++++ Records to use

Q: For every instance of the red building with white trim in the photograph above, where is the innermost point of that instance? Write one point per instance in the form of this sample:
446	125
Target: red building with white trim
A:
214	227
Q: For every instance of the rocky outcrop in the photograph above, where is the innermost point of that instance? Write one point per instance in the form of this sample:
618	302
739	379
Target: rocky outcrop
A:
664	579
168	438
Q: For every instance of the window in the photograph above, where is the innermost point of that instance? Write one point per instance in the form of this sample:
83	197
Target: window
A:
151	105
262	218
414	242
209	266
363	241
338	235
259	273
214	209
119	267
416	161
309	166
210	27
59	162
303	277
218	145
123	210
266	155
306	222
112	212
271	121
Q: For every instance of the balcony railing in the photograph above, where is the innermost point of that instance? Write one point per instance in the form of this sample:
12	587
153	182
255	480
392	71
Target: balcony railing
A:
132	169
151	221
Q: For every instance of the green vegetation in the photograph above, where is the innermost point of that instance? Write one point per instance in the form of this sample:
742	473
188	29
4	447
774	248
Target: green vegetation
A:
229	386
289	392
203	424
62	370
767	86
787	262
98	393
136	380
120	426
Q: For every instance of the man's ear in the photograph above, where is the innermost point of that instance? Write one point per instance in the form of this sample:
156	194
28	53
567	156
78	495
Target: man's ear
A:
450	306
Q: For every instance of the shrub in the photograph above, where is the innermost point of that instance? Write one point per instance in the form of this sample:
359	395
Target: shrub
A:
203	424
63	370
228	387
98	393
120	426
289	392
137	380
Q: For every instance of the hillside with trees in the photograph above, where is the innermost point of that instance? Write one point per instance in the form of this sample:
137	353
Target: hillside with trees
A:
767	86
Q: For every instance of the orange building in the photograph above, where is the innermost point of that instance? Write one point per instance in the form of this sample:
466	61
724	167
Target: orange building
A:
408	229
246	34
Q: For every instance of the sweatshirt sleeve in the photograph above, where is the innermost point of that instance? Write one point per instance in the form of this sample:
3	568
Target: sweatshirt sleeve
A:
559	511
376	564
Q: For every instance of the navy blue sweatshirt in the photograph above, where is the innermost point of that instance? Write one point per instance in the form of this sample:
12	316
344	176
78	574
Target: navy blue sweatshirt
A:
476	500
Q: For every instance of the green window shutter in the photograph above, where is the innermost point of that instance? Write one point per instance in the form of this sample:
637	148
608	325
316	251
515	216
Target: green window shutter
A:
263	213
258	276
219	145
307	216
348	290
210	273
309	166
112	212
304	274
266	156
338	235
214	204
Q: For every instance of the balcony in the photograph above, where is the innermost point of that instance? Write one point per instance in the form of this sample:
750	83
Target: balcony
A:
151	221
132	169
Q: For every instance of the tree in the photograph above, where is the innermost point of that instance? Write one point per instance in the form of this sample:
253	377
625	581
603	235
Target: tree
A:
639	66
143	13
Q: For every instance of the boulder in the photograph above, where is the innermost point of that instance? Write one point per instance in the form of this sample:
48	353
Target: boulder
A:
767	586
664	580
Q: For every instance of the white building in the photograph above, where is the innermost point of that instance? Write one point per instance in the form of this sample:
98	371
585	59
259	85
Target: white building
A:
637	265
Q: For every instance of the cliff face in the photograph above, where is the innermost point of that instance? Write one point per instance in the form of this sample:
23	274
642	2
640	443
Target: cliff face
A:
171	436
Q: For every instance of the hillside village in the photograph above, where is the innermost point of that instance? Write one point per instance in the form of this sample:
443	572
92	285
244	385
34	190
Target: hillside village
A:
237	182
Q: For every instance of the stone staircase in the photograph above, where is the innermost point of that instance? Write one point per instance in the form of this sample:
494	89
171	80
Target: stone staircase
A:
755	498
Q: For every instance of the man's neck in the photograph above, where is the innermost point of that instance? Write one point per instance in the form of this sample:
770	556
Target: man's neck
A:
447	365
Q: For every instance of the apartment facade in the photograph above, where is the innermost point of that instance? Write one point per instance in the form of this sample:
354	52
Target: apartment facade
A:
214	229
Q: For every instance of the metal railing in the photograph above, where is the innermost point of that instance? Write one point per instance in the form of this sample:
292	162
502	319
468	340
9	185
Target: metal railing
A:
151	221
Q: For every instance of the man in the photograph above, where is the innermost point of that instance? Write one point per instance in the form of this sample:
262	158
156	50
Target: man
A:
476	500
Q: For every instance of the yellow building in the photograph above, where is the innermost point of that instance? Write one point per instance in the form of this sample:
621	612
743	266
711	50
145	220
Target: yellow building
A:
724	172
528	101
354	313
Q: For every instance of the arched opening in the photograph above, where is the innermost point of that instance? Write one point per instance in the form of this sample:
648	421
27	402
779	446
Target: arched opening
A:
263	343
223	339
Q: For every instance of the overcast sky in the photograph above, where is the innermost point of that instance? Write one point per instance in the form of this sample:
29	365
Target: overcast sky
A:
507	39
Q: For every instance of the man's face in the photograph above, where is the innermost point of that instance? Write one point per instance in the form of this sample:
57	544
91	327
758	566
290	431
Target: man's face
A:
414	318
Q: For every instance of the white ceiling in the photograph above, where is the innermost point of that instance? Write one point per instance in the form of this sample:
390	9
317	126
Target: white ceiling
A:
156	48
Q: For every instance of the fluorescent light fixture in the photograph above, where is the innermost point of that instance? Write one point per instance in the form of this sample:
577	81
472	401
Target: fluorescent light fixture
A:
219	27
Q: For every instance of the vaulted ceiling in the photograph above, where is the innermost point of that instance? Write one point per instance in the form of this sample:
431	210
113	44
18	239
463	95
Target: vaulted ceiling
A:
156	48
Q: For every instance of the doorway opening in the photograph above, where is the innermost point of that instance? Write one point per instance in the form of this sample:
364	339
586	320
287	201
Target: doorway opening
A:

++++++++

• [Problem details] Nothing should be left out: return all of the records exactly.

• [Worked solution]
Q: For every instance of the red building with white trim in the photograph above, where is the innermost point of that instance? Write one point per instance in the form of this sample:
446	125
Target: red building with white trim
A:
214	227
Q: For every instance of the rocky outcrop in the photograph above, where is the innermost point of that instance? Write one point per instance in the form of this sample:
618	302
739	379
Target: rocky outcrop
A:
664	579
168	438
Q: For every instance of the window in the photograph above, where is the innermost point of that instance? Write one point per instance in the form of this sample:
83	197
Target: window
A:
151	105
262	218
414	242
209	266
363	241
338	235
259	273
214	209
119	267
416	161
309	166
210	27
59	162
303	277
218	145
123	210
266	155
306	222
112	212
271	121
Q: For every instance of the balcony railing in the photograph above, where is the innermost point of that instance? Write one point per instance in the form of this sample:
12	587
153	182
255	480
392	71
Target: balcony railing
A:
132	169
151	221
Q: For every instance of the green vegetation in the photograph above, where is the innermost point of that instance? Write one point per instance in the form of this sample:
742	473
188	29
4	447
774	248
Target: green vegetation
A:
229	386
289	392
203	424
62	370
767	86
787	262
98	393
136	380
120	426
Q: For every instance of the man's ear in the photograph above, where is the innermost point of that instance? Write one point per instance in the form of this sample:
156	194
28	53
567	156
78	495
Target: man's ear
A:
450	306
Q: For every instance of the shrub in the photograph above, where is the innermost point of that instance? Write one point per instance in the form of this sample:
359	395
Target: shrub
A:
203	424
63	370
228	387
98	393
120	426
289	392
137	380
Q: For every instance of the hillside with trees in the photograph above, where is the innermost point of that instance? Write one point per instance in the form of this sample:
137	353
Target: hillside with trees
A:
767	86
Q: For every instance of the orange building in the photograph above, where is the innermost point of that instance? Write one point per instance in the form of this sample:
466	61
724	167
Target: orange building
A:
408	229
246	34
Q: For every instance of the sweatshirt sleeve in the photograph above, where is the innermost point of that instance? Write one point per instance in the form of this sample:
3	568
Target: sweatshirt sleeve
A:
559	511
376	564
Q: For every instance of the navy blue sweatshirt in the photograph above, where is the innermost point of that instance? Write one point per instance in the form of this sample:
12	316
344	176
78	574
Target: navy blue sweatshirt
A:
476	500
Q: For every instance of the green window shutter in the photograph above, where is the innermost point of that instance? Write one point per instance in the form of this sample:
637	148
608	325
316	251
515	216
Target: green window shutter
A:
263	213
258	276
219	145
307	216
348	290
210	273
309	166
112	212
304	274
266	156
338	235
214	204
Q: For every instance of the balcony in the photograph above, where is the innermost point of that instance? Write one point per instance in the form of this sample:
750	83
Target: balcony
A:
151	221
132	169
Q: For every instance of the tree in the photograph above, where is the innermost point of that instance? Write one point per instance in the form of this sample:
253	377
625	581
603	235
Target: tree
A:
639	66
143	13
Q: For every instance of the boulder in the photograph above, where is the innermost point of that instance? Write one point per instance in the form of this sample:
48	353
Target: boulder
A:
767	586
664	580
Q: For every instance of the white building in the photograph above, where is the innermost point of that instance? Write one point per instance in the form of this sample:
98	371
585	59
259	85
Target: white building
A:
637	265
Q: For every instance of the cliff face in the photograph above, where is the innermost point of that instance? Write one point per instance in the form of this sample:
23	274
642	2
640	443
Target: cliff face
A:
171	436
Q: For every instance of the hillside village in the photograph above, where is the innermost point of that instance? Write one point per instance in the form of this sample:
443	572
92	285
244	385
34	190
Target: hillside village
A:
237	182
Q: For every instance of the stone staircase in the photograph above, where is the innermost point of that instance? Write one point per instance in the form of this sample:
494	89
171	80
Target: stone staircase
A:
755	498
Q: For every instance of the man's neck in the photograph above, where is the innermost point of that instance? Write one point per instance in the form of this sample:
770	556
Target: man's neck
A:
447	365
Q: For every instance of the apartment facade in the photograph above, where is the innermost point of that instance? Write one point per instance in the form of this sample:
354	52
Target: apartment facade
A:
214	229
Q: For every instance of the metal railing in the photograph above, where is the innermost point of that instance? Write one point per instance in the form of this sample:
292	162
502	319
468	340
9	185
Target: metal railing
A:
151	221
Q: For every instance of the man in the photograph above, where is the innermost point of that instance? Write one point per instance in the form of this sample:
262	158
156	50
Target: man
A:
476	500
Q: For every instance of the yellow building in the photograph above, where is the innermost point of that instance? Write one point per instance in the form of this sample:
621	612
743	266
711	50
145	220
Target: yellow building
A:
724	172
528	101
354	313
Q: For every instance of the arched opening in the photograph above, where is the innermost point of that instance? Write one point per instance in the form of this sample:
648	421
27	402
779	446
Target: arched opening
A:
263	343
223	339
Q: For every instance of the overcast sky in the photograph above, where is the innermost point of that instance? Write one point per instance in the form of this sample:
29	365
Target: overcast sky
A:
507	39
Q: For every instance of the man's face in the photograph above, where is the innermost point of that instance? Write one point per instance in the form of this sample:
57	544
91	327
758	566
290	431
Target: man's face
A:
414	318
Q: For every instance of the white ceiling in the photograph above, where is the innermost point of that instance? Write one point per instance in the form of this sample:
390	9
317	126
Target: white ceiling
A:
156	48
Q: For every instance of the fluorescent light fixture in the photograph above, where is the innermost point of that instance? Write one point per instance in the form of this sample:
577	81
472	401
Target: fluorescent light fixture
A:
219	27
Q: For every instance of the vaulted ceiling in the photograph above, where is the innermost point of that instance? Write one point per instance in the form of this sample:
431	210
113	44
18	239
463	95
Target: vaulted ceiling
A:
156	48
Q: For every instance of the doorway opening in the photograph above, where is the innermost point of that instance? Write one point per instance in the form of this sample:
364	339
586	320
287	201
Target: doorway opening
A:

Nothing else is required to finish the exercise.